Which lines in the material below contain the string "innermost", where case counts? Pick out each one and copy it.

# AVAILABLE DATA start

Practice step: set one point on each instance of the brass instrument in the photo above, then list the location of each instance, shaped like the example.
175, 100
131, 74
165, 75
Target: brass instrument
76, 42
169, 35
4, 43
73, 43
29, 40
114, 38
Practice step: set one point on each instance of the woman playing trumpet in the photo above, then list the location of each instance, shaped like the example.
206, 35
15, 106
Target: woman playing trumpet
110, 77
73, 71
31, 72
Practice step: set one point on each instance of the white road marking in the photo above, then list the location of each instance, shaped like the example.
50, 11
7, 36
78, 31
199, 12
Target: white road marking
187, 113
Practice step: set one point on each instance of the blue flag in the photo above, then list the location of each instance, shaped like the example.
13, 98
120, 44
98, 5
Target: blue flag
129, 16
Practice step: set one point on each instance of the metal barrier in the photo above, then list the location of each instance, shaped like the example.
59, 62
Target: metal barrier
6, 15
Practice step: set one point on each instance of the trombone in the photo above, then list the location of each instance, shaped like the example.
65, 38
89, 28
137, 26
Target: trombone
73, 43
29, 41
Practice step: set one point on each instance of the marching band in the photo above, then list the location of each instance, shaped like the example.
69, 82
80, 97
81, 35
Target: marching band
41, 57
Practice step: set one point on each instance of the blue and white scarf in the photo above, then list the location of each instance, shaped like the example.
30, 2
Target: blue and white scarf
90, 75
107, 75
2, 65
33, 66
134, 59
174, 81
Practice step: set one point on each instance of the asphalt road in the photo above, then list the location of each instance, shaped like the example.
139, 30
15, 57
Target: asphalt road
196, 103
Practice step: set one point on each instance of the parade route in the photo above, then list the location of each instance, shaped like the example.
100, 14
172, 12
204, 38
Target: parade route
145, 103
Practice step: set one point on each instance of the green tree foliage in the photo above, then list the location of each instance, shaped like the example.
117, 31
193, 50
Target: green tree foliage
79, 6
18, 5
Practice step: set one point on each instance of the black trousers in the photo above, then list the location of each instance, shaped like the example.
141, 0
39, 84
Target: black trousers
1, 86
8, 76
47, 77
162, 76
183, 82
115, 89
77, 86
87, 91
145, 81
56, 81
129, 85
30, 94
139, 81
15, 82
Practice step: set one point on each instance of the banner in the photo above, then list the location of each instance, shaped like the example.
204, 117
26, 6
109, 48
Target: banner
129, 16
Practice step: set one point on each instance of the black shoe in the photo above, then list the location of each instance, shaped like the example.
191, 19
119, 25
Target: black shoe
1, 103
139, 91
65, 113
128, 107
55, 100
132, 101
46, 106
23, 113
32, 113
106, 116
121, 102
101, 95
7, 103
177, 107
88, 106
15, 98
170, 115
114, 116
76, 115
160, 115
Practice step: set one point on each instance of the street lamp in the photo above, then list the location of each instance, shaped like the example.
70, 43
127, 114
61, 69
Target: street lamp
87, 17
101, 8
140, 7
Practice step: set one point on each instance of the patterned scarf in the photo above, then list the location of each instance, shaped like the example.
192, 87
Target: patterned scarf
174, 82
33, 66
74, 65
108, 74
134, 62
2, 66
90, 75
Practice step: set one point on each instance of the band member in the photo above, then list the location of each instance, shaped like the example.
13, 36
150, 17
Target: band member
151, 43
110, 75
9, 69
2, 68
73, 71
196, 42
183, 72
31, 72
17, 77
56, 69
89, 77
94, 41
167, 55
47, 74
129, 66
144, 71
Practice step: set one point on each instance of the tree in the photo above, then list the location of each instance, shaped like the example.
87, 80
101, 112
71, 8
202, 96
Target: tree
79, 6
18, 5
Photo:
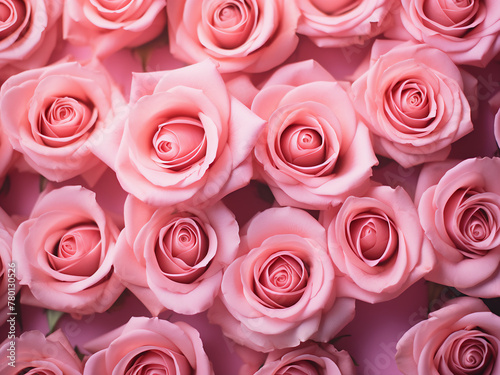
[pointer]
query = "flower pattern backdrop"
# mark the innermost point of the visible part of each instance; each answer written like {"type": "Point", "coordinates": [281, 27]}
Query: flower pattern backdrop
{"type": "Point", "coordinates": [249, 186]}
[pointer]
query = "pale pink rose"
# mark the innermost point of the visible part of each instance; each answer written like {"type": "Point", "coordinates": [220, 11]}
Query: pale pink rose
{"type": "Point", "coordinates": [460, 212]}
{"type": "Point", "coordinates": [60, 117]}
{"type": "Point", "coordinates": [108, 26]}
{"type": "Point", "coordinates": [6, 154]}
{"type": "Point", "coordinates": [463, 337]}
{"type": "Point", "coordinates": [65, 251]}
{"type": "Point", "coordinates": [343, 23]}
{"type": "Point", "coordinates": [314, 150]}
{"type": "Point", "coordinates": [496, 127]}
{"type": "Point", "coordinates": [250, 36]}
{"type": "Point", "coordinates": [33, 353]}
{"type": "Point", "coordinates": [282, 291]}
{"type": "Point", "coordinates": [186, 138]}
{"type": "Point", "coordinates": [412, 99]}
{"type": "Point", "coordinates": [173, 258]}
{"type": "Point", "coordinates": [377, 244]}
{"type": "Point", "coordinates": [28, 33]}
{"type": "Point", "coordinates": [309, 358]}
{"type": "Point", "coordinates": [147, 346]}
{"type": "Point", "coordinates": [8, 269]}
{"type": "Point", "coordinates": [466, 30]}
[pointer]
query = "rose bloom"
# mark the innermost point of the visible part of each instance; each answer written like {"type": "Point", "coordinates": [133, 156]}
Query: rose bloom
{"type": "Point", "coordinates": [314, 151]}
{"type": "Point", "coordinates": [250, 36]}
{"type": "Point", "coordinates": [7, 269]}
{"type": "Point", "coordinates": [186, 138]}
{"type": "Point", "coordinates": [412, 99]}
{"type": "Point", "coordinates": [309, 358]}
{"type": "Point", "coordinates": [60, 116]}
{"type": "Point", "coordinates": [33, 353]}
{"type": "Point", "coordinates": [467, 31]}
{"type": "Point", "coordinates": [343, 23]}
{"type": "Point", "coordinates": [28, 34]}
{"type": "Point", "coordinates": [377, 244]}
{"type": "Point", "coordinates": [147, 346]}
{"type": "Point", "coordinates": [496, 126]}
{"type": "Point", "coordinates": [282, 291]}
{"type": "Point", "coordinates": [6, 155]}
{"type": "Point", "coordinates": [173, 259]}
{"type": "Point", "coordinates": [463, 337]}
{"type": "Point", "coordinates": [108, 26]}
{"type": "Point", "coordinates": [64, 253]}
{"type": "Point", "coordinates": [459, 210]}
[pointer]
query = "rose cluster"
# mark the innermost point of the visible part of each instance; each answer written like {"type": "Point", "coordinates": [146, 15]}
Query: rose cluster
{"type": "Point", "coordinates": [148, 179]}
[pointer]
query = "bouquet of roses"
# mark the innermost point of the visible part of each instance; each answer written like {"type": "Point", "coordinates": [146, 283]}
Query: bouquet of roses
{"type": "Point", "coordinates": [221, 186]}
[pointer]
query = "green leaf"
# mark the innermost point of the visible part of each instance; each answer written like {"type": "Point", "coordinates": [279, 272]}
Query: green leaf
{"type": "Point", "coordinates": [53, 317]}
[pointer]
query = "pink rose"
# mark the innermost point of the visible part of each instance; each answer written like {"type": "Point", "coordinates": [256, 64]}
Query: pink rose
{"type": "Point", "coordinates": [33, 353]}
{"type": "Point", "coordinates": [496, 126]}
{"type": "Point", "coordinates": [186, 139]}
{"type": "Point", "coordinates": [282, 291]}
{"type": "Point", "coordinates": [466, 30]}
{"type": "Point", "coordinates": [28, 34]}
{"type": "Point", "coordinates": [65, 251]}
{"type": "Point", "coordinates": [6, 155]}
{"type": "Point", "coordinates": [250, 36]}
{"type": "Point", "coordinates": [377, 244]}
{"type": "Point", "coordinates": [173, 259]}
{"type": "Point", "coordinates": [8, 270]}
{"type": "Point", "coordinates": [460, 212]}
{"type": "Point", "coordinates": [463, 337]}
{"type": "Point", "coordinates": [309, 358]}
{"type": "Point", "coordinates": [412, 99]}
{"type": "Point", "coordinates": [314, 151]}
{"type": "Point", "coordinates": [343, 23]}
{"type": "Point", "coordinates": [60, 116]}
{"type": "Point", "coordinates": [147, 346]}
{"type": "Point", "coordinates": [108, 26]}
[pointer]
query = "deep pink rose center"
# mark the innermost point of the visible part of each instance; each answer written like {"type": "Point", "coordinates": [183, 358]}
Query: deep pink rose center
{"type": "Point", "coordinates": [281, 280]}
{"type": "Point", "coordinates": [78, 251]}
{"type": "Point", "coordinates": [12, 16]}
{"type": "Point", "coordinates": [373, 237]}
{"type": "Point", "coordinates": [182, 244]}
{"type": "Point", "coordinates": [179, 143]}
{"type": "Point", "coordinates": [64, 120]}
{"type": "Point", "coordinates": [303, 367]}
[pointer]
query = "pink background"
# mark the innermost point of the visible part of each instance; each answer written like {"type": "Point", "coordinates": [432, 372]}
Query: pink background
{"type": "Point", "coordinates": [371, 337]}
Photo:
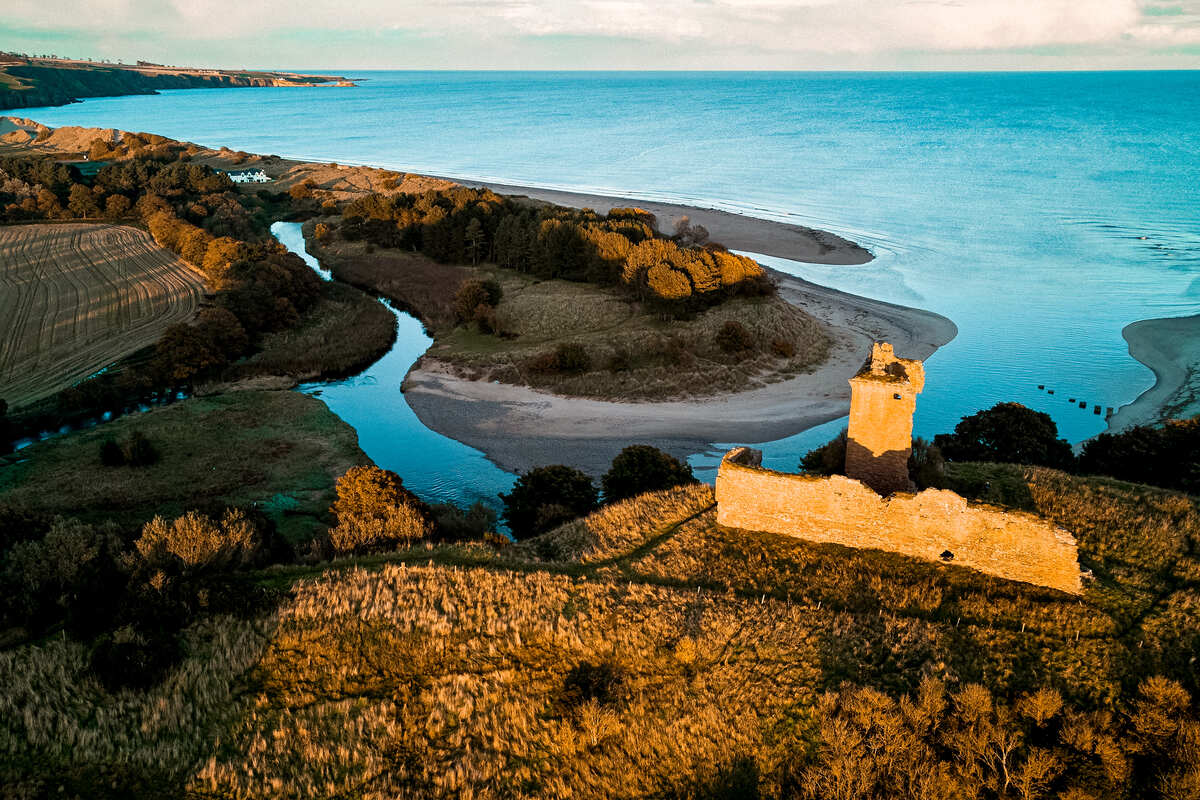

# AVAILABLE DATA end

* _RESULT BELOW_
# mark the innermost point of the visible part of each instance; each answer written like {"type": "Point", "coordinates": [281, 27]}
# mark the innermost point of the visible part of each instance; each answer written like {"type": "Point", "coordinates": [220, 11]}
# mark the innermost point of the visible part of each instance; each answer written like {"type": "Point", "coordinates": [133, 156]}
# mark the innermost point of the visible part of each instance; each answer written like {"type": "Point", "coordinates": [146, 15]}
# mark the innermost point of the visible part of each instance; each answer written like {"type": "Point", "coordinates": [146, 283]}
# mark the innermost point of the visible part of each instance; each answer written like {"type": "Point", "coordinates": [279, 272]}
# mark the innermost point of the visible part of each instance; each answer written like {"type": "Point", "coordinates": [256, 64]}
# mark the innermost point of the visible part of each instance; each answer written like {"type": "Point", "coordinates": [183, 358]}
# mark the innermost point of the visible part of each instance; each answer written like {"type": "Point", "coordinates": [432, 372]}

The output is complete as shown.